(Image location labeling entries)
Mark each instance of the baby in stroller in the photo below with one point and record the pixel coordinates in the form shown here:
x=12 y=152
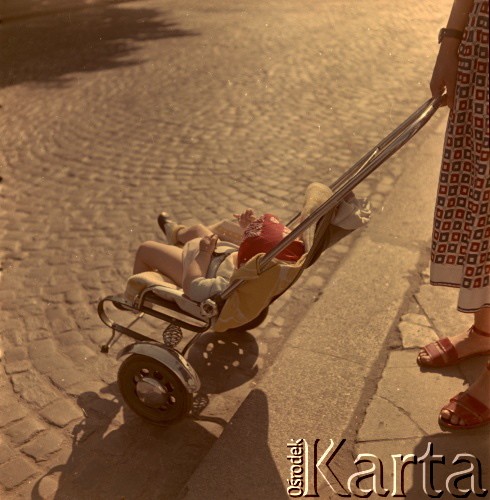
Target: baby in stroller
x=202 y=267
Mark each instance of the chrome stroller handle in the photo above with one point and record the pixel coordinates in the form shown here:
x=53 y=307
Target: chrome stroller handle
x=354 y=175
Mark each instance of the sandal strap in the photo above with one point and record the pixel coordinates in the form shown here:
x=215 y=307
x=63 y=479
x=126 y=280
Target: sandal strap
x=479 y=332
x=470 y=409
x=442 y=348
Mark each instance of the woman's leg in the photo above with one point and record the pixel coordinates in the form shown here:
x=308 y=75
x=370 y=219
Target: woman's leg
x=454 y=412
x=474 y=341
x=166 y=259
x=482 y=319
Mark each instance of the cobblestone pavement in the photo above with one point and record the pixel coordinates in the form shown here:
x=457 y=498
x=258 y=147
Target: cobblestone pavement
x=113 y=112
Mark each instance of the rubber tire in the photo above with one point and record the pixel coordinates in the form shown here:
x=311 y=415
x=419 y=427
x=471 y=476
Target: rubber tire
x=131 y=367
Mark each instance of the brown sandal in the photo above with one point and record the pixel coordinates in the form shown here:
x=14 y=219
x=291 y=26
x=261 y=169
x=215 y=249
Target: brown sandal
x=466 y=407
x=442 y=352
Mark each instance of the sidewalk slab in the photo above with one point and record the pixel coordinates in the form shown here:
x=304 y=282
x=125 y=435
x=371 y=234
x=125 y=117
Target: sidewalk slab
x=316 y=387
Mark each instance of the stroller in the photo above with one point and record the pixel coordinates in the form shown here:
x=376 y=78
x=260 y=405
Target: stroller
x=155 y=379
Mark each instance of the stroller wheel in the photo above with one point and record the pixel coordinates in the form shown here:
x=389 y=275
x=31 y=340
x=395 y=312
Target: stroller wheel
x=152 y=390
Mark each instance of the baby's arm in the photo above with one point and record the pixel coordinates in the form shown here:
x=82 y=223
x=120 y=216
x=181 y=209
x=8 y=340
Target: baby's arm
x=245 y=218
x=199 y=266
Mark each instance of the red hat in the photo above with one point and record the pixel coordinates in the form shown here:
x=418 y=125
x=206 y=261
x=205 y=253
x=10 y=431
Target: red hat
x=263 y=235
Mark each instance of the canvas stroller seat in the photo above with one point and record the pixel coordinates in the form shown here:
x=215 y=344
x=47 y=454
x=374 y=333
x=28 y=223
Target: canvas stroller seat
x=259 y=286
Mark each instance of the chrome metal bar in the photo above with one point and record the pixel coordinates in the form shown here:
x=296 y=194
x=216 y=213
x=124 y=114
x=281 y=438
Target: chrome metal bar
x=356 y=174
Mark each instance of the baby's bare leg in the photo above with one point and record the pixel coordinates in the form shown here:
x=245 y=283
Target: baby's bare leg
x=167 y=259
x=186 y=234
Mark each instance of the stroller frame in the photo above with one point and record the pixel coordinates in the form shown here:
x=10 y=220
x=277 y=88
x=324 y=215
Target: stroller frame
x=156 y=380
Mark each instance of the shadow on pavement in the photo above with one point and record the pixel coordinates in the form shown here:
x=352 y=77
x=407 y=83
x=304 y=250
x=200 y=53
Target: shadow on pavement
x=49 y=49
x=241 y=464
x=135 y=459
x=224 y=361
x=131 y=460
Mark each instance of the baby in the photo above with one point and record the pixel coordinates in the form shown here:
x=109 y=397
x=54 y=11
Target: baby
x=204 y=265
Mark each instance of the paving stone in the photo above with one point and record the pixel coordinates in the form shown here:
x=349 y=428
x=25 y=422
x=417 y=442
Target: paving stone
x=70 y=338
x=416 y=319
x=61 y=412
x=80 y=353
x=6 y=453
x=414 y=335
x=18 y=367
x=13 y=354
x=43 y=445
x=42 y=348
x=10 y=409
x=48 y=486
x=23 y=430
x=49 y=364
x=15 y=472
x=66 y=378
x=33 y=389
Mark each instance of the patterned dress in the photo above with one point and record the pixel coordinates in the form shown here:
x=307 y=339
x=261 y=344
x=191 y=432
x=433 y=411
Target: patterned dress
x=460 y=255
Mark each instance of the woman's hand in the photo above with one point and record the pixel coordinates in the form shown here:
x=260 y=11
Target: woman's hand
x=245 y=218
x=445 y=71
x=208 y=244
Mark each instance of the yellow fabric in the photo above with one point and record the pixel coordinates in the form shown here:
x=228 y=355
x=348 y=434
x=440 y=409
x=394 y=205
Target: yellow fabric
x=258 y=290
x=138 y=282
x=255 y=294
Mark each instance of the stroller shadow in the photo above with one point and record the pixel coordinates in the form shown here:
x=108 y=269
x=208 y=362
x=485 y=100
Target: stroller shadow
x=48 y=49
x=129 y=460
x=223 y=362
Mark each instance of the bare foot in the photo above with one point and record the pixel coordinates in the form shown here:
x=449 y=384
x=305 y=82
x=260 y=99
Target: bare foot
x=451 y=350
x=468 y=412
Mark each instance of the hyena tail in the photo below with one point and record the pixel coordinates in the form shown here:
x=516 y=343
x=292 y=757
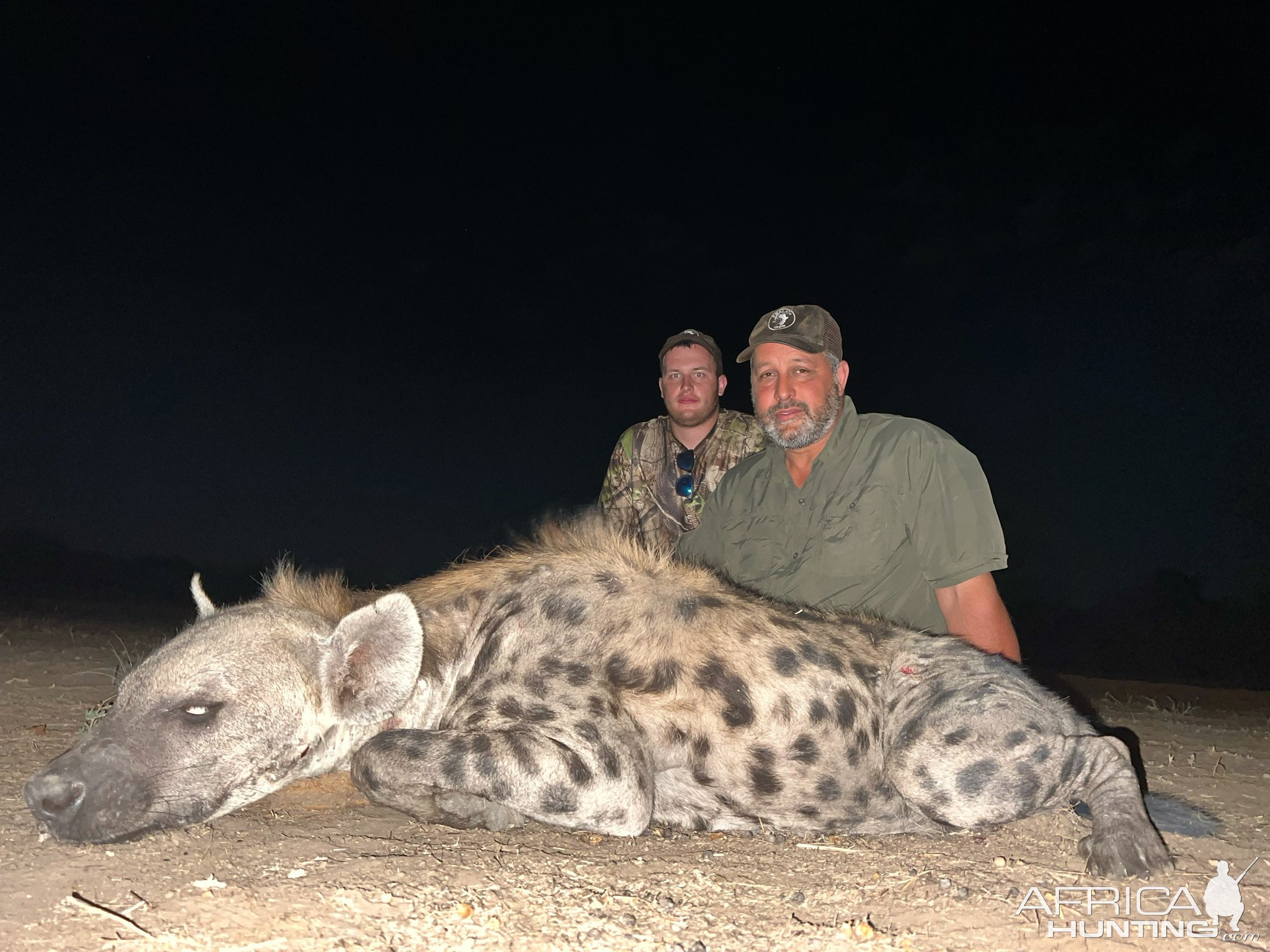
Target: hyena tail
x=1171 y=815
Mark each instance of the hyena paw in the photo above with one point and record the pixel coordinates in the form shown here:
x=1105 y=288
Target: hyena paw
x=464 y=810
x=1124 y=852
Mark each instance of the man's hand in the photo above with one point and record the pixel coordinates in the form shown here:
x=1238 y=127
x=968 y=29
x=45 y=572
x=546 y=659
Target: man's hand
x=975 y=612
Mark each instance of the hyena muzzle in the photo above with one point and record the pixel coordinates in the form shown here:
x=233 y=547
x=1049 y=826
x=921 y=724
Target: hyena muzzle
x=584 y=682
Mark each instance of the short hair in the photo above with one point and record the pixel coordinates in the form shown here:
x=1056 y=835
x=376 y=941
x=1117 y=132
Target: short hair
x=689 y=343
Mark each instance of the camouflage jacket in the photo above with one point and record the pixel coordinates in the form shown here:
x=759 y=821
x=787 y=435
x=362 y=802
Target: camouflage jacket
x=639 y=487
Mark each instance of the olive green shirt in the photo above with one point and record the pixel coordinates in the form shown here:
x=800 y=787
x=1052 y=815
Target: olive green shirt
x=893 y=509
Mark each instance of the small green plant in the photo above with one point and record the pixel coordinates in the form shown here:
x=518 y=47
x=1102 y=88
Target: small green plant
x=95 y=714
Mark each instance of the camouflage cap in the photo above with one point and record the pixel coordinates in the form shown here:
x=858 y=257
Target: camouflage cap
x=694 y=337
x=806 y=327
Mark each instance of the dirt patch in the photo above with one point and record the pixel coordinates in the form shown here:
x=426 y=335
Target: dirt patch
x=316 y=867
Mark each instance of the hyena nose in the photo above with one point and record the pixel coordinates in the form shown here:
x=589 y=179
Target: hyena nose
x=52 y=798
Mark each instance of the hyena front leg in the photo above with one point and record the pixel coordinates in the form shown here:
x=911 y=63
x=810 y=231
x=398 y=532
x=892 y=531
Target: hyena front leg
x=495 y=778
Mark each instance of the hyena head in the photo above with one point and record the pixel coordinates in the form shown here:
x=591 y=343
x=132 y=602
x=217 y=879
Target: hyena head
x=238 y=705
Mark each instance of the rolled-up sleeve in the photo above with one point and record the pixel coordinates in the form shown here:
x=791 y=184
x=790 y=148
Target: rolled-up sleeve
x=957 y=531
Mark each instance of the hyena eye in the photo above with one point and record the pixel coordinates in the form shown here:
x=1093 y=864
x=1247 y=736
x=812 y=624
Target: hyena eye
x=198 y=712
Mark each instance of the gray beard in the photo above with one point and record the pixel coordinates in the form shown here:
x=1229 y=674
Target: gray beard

» **TO BE DONE**: Rewrite the records from the line with "Mark each instance of the red" to the line with "x=156 y=380", both included. Keep every line in place and leave the sample coordinates unchanged. Multiply each coordinate given as an answer by 1.85 and round it to a whole number, rounding halves up.

» **EXERCISE RESULT**:
Mark each instance of the red hat in the photo above with one point and record the pixel coordinates in the form shown here:
x=418 y=125
x=206 y=261
x=205 y=253
x=10 y=431
Target: red hat
x=487 y=435
Mark each instance of the canvas stroller seat in the photo above with one point and record the pixel coordinates in the form shown here:
x=215 y=344
x=47 y=454
x=374 y=333
x=28 y=223
Target: canvas stroller seat
x=479 y=529
Mark each instance of the chrome metal bar in the photo above with one point and record the pixel coordinates in the form shown here:
x=296 y=194
x=216 y=213
x=124 y=114
x=281 y=438
Target: chrome metal bar
x=659 y=322
Mark each instance of the baby's bare leg in the photo above with one point and record the pixel coordinates in the form shown here:
x=245 y=283
Target: baby's bare leg
x=309 y=479
x=344 y=433
Mark each instance of the stroller frame in the photo above with one point and record the pixel coordinates in the form shown here:
x=10 y=220
x=277 y=88
x=324 y=215
Target: stroller frame
x=289 y=703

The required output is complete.